EXERCISE PROMPT →
Return a copy of each line in the listing that includes the word "walkway".

MATERIALS PROVIDED →
******

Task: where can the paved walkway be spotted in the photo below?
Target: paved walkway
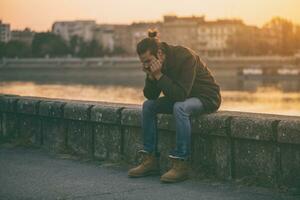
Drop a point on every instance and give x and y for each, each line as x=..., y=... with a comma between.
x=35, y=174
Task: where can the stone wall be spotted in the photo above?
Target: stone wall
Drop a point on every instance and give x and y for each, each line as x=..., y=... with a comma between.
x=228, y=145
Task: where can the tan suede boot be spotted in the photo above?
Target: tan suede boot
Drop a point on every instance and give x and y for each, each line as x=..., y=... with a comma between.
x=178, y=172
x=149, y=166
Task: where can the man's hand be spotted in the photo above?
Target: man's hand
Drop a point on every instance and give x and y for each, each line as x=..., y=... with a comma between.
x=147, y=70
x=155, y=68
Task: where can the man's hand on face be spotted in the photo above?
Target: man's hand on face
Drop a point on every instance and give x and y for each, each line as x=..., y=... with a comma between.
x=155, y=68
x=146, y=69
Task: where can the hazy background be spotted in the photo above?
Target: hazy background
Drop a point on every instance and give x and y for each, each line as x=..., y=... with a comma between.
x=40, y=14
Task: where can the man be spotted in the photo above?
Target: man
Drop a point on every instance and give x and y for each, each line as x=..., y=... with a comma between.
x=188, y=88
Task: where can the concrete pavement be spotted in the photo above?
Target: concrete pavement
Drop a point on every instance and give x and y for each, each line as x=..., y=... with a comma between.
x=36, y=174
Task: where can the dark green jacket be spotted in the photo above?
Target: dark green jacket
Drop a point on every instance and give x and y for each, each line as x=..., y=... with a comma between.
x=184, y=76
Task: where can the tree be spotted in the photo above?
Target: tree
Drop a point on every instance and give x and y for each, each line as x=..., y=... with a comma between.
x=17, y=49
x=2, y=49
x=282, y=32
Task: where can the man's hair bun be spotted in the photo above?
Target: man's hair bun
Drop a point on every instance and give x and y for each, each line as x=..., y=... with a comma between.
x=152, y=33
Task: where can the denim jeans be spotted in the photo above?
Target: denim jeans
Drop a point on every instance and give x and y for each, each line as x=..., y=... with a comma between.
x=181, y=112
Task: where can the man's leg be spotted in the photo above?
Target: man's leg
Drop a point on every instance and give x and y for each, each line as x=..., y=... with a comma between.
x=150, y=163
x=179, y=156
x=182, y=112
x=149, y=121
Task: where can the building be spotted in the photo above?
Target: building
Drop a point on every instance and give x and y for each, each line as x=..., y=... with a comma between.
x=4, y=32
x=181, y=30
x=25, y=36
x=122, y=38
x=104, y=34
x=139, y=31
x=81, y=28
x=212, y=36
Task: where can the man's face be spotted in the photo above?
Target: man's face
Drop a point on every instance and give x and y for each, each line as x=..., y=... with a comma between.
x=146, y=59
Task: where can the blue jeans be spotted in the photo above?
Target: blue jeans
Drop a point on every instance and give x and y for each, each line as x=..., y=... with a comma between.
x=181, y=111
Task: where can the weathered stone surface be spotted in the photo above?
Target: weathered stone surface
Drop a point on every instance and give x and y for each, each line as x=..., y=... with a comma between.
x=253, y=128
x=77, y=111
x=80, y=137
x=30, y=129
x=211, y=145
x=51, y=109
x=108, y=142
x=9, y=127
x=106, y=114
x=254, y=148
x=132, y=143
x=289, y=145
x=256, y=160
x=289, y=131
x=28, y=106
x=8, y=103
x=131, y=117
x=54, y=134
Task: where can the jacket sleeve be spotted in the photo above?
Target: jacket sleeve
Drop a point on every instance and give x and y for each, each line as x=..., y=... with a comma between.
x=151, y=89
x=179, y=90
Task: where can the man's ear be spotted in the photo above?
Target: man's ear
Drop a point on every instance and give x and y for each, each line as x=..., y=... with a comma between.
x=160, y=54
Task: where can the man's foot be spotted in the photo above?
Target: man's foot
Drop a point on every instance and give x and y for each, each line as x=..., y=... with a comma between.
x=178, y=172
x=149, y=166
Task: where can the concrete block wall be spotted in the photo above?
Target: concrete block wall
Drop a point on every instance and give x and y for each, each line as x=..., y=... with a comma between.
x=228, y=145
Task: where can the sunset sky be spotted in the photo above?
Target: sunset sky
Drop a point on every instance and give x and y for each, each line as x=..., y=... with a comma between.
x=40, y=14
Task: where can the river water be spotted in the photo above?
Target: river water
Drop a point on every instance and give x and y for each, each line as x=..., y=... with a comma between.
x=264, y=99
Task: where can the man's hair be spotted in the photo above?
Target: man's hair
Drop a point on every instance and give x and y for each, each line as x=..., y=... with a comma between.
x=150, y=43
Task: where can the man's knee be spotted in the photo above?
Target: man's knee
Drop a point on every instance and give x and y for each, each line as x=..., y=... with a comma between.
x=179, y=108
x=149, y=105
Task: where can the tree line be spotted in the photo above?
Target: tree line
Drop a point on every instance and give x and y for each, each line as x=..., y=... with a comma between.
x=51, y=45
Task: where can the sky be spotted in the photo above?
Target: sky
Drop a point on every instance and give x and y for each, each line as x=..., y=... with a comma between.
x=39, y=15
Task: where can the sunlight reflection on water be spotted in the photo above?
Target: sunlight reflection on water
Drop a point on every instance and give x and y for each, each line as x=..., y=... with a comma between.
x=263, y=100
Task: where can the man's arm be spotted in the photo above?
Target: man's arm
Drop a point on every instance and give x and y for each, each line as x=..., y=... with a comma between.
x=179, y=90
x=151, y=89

******

TASK RESPONSE →
Task: where can the paved walkway be spotted in the photo below?
Target: paved walkway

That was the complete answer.